§ Description of the task: Which lines in the material below contain the word "brick"? List every one of them in full.

§ Dataset excerpt:
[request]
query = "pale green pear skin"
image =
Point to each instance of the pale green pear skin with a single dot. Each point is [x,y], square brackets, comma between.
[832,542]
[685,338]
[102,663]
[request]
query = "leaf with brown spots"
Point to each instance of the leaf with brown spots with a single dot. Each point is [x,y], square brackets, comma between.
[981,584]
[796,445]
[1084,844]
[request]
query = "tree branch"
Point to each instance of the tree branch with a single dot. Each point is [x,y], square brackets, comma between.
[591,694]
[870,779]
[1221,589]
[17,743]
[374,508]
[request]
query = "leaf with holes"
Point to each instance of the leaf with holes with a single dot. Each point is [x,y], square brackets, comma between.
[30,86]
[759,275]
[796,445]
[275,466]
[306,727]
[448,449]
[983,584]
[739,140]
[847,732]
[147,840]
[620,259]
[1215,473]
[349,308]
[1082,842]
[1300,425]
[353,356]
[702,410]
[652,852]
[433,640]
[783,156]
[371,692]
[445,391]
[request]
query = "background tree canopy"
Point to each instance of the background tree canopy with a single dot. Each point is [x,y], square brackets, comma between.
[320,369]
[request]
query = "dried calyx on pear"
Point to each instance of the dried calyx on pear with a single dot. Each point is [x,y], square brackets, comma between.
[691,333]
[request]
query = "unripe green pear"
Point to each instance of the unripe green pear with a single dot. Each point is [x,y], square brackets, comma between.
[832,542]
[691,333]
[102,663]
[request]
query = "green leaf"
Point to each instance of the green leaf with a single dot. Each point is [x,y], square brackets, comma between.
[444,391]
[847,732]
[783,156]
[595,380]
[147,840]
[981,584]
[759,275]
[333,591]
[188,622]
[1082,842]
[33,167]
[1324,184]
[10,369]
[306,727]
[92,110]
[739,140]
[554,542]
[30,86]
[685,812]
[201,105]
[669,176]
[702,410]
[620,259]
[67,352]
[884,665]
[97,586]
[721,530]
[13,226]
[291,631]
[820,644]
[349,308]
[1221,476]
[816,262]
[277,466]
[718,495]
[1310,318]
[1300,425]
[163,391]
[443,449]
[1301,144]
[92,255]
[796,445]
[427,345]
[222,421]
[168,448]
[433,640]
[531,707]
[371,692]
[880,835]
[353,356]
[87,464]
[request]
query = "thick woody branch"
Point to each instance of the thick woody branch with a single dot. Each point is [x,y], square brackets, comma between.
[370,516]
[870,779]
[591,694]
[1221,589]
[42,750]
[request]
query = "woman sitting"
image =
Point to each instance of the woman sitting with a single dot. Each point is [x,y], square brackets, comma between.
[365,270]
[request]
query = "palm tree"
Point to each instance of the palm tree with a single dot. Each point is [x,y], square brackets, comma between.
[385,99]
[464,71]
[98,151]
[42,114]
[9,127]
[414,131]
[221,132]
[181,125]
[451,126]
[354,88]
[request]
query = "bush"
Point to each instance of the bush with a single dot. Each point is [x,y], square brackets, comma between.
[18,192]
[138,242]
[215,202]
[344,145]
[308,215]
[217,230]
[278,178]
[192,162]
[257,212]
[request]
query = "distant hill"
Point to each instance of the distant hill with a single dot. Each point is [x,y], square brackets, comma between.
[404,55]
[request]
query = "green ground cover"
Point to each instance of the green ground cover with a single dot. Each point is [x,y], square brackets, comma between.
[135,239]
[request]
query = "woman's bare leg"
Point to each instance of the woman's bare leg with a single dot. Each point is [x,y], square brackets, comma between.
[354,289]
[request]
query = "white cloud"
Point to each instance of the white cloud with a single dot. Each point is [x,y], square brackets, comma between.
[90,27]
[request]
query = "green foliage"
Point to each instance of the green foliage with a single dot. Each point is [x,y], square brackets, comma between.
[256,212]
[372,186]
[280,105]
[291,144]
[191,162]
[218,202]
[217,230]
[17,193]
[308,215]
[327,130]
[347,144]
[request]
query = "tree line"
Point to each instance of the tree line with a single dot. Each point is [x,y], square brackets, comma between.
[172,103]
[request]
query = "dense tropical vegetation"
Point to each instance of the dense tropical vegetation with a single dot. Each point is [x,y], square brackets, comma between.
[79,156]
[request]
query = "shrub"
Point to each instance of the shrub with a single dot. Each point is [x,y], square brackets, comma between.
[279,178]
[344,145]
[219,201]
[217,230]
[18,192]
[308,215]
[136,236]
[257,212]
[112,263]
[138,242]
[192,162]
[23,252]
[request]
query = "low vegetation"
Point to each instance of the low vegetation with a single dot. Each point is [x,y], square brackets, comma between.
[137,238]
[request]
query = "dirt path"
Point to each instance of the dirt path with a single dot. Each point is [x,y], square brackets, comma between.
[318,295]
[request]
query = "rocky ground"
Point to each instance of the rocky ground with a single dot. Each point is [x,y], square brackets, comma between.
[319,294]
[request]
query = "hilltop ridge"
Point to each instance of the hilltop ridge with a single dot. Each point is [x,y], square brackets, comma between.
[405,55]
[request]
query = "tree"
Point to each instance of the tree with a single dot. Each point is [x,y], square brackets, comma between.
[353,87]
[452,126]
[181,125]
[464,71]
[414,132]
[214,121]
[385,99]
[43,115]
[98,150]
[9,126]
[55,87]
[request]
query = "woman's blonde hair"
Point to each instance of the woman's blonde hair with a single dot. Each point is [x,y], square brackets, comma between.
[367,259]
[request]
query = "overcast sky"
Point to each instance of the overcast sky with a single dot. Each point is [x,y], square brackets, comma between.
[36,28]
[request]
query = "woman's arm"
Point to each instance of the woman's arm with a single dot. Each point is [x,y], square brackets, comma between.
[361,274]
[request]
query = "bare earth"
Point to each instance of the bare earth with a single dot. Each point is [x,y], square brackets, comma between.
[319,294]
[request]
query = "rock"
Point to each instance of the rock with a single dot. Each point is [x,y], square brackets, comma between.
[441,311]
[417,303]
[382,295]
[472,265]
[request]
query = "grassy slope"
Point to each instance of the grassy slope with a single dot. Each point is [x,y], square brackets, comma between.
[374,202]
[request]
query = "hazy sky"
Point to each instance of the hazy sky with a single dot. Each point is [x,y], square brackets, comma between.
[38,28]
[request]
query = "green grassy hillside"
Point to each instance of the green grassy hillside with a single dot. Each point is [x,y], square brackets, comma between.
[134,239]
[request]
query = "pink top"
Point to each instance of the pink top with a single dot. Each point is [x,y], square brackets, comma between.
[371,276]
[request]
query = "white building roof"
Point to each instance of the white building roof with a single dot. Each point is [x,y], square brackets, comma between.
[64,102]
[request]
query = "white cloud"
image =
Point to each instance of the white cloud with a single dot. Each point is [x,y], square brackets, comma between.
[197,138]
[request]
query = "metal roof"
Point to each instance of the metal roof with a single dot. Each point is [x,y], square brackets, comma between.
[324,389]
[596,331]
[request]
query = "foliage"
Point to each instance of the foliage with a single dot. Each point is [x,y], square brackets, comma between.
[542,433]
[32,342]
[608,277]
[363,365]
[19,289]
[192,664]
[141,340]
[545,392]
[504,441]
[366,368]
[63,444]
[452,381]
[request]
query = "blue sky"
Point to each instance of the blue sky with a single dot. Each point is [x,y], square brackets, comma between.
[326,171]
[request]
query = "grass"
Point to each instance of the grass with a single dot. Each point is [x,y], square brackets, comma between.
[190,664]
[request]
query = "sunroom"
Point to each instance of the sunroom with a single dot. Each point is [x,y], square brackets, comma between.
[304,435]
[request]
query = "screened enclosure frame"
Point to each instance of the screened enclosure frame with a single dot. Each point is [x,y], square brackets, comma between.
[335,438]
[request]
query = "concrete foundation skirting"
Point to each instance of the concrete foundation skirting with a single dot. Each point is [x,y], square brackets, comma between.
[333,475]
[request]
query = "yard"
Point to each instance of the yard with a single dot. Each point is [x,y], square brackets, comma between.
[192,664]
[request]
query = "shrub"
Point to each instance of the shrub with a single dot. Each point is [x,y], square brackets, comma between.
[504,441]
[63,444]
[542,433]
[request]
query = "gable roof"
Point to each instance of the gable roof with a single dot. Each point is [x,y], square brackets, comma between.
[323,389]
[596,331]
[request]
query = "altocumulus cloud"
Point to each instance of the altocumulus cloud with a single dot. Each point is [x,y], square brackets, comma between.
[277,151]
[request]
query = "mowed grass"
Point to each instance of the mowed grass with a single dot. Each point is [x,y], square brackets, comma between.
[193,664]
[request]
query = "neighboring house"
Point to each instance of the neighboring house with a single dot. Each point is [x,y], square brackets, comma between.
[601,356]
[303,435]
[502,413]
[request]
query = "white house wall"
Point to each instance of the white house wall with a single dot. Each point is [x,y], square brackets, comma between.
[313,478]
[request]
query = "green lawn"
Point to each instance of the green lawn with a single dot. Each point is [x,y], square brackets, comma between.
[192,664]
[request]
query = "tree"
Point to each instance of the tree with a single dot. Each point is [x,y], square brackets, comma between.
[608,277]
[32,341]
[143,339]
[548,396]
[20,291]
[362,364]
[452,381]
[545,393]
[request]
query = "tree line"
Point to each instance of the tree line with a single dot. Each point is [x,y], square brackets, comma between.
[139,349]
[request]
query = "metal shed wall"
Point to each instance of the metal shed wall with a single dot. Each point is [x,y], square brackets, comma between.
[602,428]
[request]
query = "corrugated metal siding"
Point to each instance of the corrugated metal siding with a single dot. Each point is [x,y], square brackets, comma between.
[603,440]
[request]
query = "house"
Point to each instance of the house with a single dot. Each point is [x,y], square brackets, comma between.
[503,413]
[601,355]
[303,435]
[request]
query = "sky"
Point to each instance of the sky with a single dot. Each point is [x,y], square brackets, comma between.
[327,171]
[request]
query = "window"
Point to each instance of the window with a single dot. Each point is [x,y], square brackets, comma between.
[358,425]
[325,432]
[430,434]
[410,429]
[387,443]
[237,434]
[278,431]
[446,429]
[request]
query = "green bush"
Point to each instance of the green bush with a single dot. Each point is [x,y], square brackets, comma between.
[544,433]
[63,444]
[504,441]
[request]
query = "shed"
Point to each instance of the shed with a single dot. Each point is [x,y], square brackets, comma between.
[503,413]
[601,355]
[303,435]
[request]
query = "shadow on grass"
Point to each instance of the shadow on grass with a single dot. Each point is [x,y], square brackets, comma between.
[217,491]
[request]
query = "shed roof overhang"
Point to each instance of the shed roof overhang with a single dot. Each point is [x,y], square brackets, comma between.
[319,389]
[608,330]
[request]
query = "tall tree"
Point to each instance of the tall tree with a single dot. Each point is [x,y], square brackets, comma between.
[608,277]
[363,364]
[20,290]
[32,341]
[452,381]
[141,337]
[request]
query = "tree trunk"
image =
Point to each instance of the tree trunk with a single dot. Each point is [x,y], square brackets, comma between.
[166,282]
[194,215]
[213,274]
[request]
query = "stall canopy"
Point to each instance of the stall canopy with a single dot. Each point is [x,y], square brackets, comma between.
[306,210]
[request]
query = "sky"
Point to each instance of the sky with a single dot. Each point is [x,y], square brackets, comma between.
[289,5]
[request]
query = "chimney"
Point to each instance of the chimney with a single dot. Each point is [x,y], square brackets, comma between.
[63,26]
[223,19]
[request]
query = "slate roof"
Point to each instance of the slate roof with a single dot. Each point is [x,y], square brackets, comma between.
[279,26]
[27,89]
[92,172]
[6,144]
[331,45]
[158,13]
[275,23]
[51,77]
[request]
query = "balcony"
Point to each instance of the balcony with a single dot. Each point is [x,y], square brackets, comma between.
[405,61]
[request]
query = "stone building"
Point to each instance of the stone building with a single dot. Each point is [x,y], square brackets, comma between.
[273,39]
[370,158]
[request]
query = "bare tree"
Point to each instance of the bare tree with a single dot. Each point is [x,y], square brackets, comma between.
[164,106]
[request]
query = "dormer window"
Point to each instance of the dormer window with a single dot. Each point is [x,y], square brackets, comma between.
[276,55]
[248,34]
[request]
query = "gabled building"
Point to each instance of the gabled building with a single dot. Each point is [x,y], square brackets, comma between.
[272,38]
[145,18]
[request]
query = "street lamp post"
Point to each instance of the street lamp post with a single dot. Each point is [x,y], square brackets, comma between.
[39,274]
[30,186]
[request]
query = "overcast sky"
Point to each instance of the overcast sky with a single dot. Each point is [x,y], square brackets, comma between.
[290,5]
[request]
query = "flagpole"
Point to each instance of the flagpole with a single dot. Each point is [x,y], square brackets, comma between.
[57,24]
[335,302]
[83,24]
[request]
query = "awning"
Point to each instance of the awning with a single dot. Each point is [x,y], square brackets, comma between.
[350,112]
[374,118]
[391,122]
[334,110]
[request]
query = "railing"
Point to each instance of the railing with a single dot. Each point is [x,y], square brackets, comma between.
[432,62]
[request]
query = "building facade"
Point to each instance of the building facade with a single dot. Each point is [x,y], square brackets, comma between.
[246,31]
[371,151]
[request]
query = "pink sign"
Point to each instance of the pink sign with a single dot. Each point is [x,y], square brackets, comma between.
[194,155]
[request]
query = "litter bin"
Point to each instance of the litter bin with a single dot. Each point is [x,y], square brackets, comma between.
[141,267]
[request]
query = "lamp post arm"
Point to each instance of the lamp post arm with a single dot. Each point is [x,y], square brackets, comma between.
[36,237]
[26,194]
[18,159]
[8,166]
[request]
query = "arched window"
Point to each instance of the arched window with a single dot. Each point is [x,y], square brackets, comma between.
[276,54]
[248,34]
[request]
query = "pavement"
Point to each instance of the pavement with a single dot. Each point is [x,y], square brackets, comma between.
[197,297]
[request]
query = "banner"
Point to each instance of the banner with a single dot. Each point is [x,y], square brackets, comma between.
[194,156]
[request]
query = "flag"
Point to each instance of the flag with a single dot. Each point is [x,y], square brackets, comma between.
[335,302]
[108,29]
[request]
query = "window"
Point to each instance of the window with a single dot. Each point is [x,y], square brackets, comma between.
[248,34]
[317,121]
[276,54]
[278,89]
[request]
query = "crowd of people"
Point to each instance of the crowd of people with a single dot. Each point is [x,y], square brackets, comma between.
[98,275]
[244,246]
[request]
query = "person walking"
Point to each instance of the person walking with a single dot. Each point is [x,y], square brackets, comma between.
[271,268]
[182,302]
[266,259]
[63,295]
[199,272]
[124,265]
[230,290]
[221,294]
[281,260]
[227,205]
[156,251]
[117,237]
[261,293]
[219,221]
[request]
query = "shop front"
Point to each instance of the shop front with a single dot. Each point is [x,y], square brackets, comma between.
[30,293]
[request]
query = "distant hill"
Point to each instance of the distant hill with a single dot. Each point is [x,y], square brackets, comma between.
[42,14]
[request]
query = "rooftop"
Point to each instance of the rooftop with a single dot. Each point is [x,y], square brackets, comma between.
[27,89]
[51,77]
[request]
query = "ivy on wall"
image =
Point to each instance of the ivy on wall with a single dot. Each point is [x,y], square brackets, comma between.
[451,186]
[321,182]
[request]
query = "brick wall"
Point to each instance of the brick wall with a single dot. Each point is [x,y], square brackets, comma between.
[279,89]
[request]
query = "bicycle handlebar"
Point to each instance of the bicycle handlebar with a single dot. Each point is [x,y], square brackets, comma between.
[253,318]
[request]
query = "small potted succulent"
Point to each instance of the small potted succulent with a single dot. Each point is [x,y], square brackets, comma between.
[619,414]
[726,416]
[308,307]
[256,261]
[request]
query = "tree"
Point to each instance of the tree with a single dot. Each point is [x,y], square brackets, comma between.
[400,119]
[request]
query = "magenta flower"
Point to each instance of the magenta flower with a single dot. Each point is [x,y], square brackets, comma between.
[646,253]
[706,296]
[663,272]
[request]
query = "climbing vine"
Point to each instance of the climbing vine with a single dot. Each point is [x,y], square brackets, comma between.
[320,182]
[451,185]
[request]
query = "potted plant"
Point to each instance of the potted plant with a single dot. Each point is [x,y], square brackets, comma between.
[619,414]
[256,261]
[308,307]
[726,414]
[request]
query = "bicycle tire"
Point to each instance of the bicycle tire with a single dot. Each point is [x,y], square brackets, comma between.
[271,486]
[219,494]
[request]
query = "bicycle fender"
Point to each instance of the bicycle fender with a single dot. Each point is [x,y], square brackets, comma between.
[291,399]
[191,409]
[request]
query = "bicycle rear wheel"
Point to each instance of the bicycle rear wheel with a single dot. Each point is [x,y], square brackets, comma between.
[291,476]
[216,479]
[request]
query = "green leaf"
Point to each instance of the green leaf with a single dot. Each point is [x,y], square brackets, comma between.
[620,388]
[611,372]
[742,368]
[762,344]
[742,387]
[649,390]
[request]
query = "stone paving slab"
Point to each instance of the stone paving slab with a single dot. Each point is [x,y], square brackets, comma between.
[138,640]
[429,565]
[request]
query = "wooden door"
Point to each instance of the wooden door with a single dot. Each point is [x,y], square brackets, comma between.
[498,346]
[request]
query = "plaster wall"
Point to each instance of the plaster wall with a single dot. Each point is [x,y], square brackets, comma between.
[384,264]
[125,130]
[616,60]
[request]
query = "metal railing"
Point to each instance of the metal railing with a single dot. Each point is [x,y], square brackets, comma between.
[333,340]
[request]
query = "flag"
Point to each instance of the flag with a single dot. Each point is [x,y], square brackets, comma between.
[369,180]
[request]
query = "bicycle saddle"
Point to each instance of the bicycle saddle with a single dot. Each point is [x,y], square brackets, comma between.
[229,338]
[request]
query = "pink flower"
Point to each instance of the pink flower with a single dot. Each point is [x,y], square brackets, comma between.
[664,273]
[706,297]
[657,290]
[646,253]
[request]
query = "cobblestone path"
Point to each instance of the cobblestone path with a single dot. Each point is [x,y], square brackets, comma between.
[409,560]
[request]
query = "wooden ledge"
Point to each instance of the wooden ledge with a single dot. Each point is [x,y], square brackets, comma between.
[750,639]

§ Result of the task:
query = "brick wall"
Point to each instance of the brick wall with a single dot. Each point is [x,y], square brackets, comma between.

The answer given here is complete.